_Task goal_. In the text below about Pirate Adventure, which novel inspired the game's setting?

— Start of Source text —

Pirate Adventure  (also known as Pirate Cove) is a text adventure program written by Scott Adams.

Description
Published by Adventure International and the second game of the series, after Adventureland, this text-based adventure game was one of many adventure games created by Scott Adams, in this case based on his wife Alexis's ideas. The setting was inspired by Robert Louis Stevenson's 1883 novel Treasure Island and involved a quest to retrieve Long John Silver's lost treasures.

Gameplay involved moving from location to location, picking up any objects found there, and using them somewhere else to unlock puzzles. Commands took the form of verb and noun, e.g. "Climb Tree".

The player started the game in a flat, and progressed via a bit of magic to Pirates Island. Here, the player had to build a ship to reach Treasure Island and there find two pieces of treasure. The player also had to contend with an unpredictable pirate ally; it was the first text adventure game of the Adams series in which the player shared the adventure with a second character.

— End of Source text —
— Start of Entries —

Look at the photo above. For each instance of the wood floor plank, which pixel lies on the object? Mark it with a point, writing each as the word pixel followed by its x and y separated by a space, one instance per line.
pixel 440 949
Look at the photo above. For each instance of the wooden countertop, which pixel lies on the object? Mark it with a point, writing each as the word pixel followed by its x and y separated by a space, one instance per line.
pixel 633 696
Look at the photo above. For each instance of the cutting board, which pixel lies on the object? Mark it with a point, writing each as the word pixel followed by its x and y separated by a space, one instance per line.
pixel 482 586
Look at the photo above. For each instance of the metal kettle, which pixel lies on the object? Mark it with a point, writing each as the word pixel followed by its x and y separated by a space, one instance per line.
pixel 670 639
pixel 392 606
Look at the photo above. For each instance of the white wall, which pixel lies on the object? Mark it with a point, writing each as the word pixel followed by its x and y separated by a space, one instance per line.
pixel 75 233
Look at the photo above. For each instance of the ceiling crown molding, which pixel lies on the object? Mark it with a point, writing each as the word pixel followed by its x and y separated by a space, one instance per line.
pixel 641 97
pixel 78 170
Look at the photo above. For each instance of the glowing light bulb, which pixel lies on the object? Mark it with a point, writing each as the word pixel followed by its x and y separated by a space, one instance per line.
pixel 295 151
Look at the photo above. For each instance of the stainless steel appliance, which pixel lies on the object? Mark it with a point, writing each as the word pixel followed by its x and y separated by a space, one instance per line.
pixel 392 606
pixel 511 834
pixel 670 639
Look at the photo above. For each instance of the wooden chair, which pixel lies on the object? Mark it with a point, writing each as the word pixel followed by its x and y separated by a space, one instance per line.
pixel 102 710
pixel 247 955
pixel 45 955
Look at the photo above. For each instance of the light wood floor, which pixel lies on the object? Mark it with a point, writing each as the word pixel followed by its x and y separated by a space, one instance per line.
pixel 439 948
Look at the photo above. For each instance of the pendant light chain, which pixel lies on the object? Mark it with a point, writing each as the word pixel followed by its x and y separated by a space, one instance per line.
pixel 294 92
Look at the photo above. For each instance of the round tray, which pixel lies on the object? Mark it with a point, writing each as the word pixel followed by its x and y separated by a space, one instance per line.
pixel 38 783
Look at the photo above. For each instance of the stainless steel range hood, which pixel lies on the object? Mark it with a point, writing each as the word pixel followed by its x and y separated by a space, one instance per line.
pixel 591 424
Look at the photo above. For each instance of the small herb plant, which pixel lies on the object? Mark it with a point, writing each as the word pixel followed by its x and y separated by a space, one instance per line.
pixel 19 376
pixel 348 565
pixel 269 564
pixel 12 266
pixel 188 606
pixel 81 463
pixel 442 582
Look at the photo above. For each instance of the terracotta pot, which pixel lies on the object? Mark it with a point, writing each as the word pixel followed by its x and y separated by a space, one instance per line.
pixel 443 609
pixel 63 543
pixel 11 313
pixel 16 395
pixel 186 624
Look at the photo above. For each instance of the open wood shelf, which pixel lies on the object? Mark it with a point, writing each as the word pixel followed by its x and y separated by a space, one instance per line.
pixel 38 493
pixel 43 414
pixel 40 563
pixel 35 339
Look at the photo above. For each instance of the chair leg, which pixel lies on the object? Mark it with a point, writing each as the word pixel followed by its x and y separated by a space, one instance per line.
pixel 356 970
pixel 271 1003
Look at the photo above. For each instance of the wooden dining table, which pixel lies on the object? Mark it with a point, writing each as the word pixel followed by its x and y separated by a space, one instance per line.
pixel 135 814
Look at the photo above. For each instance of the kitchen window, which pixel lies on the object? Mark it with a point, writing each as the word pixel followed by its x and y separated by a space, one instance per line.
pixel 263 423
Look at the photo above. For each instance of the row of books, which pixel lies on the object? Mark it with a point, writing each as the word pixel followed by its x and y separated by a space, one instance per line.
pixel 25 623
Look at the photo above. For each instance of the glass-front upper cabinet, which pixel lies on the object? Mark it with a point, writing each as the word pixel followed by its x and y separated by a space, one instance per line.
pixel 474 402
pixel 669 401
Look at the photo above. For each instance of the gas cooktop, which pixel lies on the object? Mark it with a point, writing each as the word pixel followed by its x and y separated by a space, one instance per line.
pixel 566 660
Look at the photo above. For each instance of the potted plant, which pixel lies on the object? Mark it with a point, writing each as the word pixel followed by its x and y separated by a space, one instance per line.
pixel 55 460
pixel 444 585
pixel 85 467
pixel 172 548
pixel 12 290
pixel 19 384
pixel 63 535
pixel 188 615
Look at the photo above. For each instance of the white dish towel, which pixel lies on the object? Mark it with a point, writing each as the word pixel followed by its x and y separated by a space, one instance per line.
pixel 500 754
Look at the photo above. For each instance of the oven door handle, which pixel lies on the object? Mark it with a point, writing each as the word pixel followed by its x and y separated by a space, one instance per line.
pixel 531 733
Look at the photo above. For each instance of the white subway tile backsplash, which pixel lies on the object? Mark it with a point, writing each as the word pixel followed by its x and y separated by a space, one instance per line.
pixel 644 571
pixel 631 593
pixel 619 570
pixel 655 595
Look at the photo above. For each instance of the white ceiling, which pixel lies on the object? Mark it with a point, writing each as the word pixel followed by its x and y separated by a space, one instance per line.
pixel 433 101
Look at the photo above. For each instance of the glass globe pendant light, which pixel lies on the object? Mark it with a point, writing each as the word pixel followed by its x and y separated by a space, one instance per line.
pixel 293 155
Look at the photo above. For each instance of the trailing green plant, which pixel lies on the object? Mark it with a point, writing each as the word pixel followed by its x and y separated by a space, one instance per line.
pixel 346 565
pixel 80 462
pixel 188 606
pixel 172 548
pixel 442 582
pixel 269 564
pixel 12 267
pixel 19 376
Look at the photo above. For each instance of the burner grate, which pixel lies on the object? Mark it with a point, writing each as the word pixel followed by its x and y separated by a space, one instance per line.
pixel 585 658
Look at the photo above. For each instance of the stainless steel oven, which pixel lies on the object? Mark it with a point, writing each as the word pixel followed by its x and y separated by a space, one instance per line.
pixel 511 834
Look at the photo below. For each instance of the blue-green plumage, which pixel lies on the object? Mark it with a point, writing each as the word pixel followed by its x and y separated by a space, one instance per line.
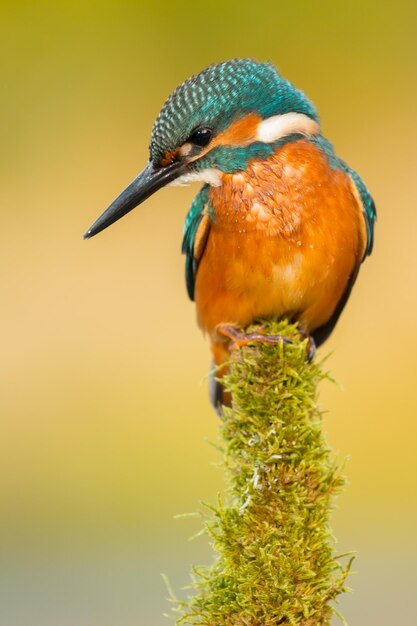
pixel 192 222
pixel 300 251
pixel 221 93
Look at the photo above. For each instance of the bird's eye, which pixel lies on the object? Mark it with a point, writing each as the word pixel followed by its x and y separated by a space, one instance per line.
pixel 201 137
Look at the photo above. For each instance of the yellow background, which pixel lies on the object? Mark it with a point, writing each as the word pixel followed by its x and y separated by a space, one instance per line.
pixel 104 423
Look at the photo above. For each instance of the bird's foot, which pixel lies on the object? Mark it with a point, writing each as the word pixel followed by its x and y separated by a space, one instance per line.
pixel 239 338
pixel 311 345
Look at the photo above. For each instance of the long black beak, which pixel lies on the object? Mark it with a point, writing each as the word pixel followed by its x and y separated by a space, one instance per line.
pixel 145 184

— End of Entries —

_Task answer_. Robert Louis Stevenson's 1883 novel Treasure Island inspired the setting.